» Texte fourni
La Démocratie Directe, cela est beaucoup trop simple, beaucoup trop facile, pour ne pas paraître tout d’abord monstrueux, absurde, impossible et souverainement extravagant à tous les hommes d’Etat et à toutes les fortes têtes politiques. Moi-même, hélas! en ma qualité de tête pensante, n’en ai-je pas été scandalisé tout le premier, et n’ai-je pas répondu à la proposition par un sublime sourire, accompagné d’un fort significatif « laissez donc ! » Ces arguments vainqueurs, bien d’autres que moi les feront, et on ne s’en tiendra pas là.

Je pourrais me contenter de répondre que j’en suis désolé, mais que c’est une chose nécessaire. Et cette réponse suffirait. L’impossibilité, en effet, n’a jamais rien empêché. Qu’on me cite un progrès accompli, petit ou grand, qui n’ait, en son temps, été déclaré impossible par les hommes sages, c’est-à-dire par les Burgraves de l’époque. L’histoire des progrès de l’humanité n’est qu’un immense tissu d’impossibilités réalisées.

Et pourtant, le rôle législatif et gouvernemental paraît tellement chargé, qu’il est, j’en conviens, assez naturel de nier, au premier abord, que le Peuple s’en puisse tirer lui-même. Qu’il me soit permis de reproduire une observation déjà faite, c’est que la Souveraineté réelle du Peuple par cela même qu’elle termine la révolution politique moderne, supprime les neuf dixièmes des travaux où s’absorbent depuis toujours nos assemblées législatives.

Les neuf dixièmes du temps de ces assemblées étaient employés, en effet, en fabrication de lois réglementaires, compressives ou répressives, dont la compétition des partis et l’ébullition révolutionnaire fournissaient l’éternel sujet ou l’éternel prétexte. Tout cela disparaît. Ce travail de Danaïdes est clos par la proclamation pure et simple des libertés que les gouvernements extérieure à la nation lui ont disputées depuis tant d’années.

Sous ce rapport, la tâche est donc singulièrement simplifiée. J’ai montré d’ailleurs que la spontanéité des individus, des opinions des écoles, se chargerait naturellement et nécessairement, en dehors de la voie législative, par le fait même de l’avènement de la liberté, de la plus grande partit du travail de la réforme sociale proprement dite. Tout le travail se fera, non pas en un jour sans doute, mais cela se fera promptement, beaucoup plus promptement par le Peuple universel que par nos assemblées législatives. Pourquoi? Pour une raison bien simple. Parce que nos assemblées discutant phrase par phrase, mot par mot, les libellés des lois, ces discussions et les combats des amendements et sous-amendements, qui se livrent sur le champ parlementaire où les principes contradictoires se disputent pied à pied le terrain, renaissant sans cesse sous toutes les formes imaginables, promènent dans des méandres infinis la confection des lois et n’en font sortir, très lentement, que des textes confus, compliqués, équivoques, souvent contradictoires et généralement détestables. D’où suit que quand un travail est censé fini, c’est bientôt un travail à recommencer tels ces écureuils dans leur roue.

» Les consignes
(A) Dans le texte sur la démocratie directe, quelle part des travaux des assemblées législatives la souveraineté réelle du peuple supprime-t-elle ?
(B) Relevez tous les adjectifs que le texte sur la démocratie directe applique aux textes de loi que les assemblées finissent par produire.
(C) Recopiez le passage du texte sur la démocratie directe qui part de « La Démocratie Directe, cela » et s'arrête à « tiendra pas là. ».
Les lignes ci-dessous n'ont aucun rôle dans ce travail.

» Liste des données
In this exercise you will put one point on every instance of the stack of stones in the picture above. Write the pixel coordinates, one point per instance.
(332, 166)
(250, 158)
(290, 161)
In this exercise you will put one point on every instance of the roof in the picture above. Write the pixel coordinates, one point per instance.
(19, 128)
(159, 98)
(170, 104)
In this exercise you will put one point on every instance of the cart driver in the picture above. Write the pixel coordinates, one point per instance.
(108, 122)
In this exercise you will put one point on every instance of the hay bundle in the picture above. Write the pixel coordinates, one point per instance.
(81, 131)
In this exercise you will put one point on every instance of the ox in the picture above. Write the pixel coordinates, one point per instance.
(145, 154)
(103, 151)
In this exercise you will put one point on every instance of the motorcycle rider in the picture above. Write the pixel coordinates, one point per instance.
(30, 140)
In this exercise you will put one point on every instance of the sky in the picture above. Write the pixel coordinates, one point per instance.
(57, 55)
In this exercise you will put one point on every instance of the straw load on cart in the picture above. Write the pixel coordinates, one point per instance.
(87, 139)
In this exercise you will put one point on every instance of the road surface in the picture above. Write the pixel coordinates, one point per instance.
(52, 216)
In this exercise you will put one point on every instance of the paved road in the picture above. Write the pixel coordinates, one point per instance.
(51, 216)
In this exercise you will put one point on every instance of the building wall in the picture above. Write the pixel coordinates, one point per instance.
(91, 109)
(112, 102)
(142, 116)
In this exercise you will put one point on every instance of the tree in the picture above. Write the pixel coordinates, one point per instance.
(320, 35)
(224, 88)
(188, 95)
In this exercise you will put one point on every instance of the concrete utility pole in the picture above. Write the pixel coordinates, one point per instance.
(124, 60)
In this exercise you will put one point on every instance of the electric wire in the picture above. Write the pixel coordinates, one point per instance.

» Réponses aux exercices
(A) Les neuf dixièmes.

(B) Confus, compliqués, équivoques, contradictoires, détestables.

(C)
La Démocratie Directe, cela est beaucoup trop simple, beaucoup trop facile, pour ne pas paraître tout d’abord monstrueux, absurde, impossible et souverainement extravagant à tous les hommes d’Etat et à toutes les fortes têtes politiques. Moi-même, hélas! en ma qualité de tête pensante, n’en ai-je pas été scandalisé tout le premier, et n’ai-je pas répondu à la proposition par un sublime sourire, accompagné d’un fort significatif « laissez donc ! » Ces arguments vainqueurs, bien d’autres que moi les feront, et on ne s’en tiendra pas là.